Aim -> Swap every "snow bunny ear" in the listing below for "rabbit ear" and keep everything else the same.

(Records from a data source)
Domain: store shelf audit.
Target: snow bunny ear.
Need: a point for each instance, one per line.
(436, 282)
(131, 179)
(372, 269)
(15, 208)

Result for this task ->
Domain: store shelf audit.
Target: rabbit ear.
Need: a point for each instance, one per line.
(436, 282)
(131, 179)
(372, 269)
(15, 208)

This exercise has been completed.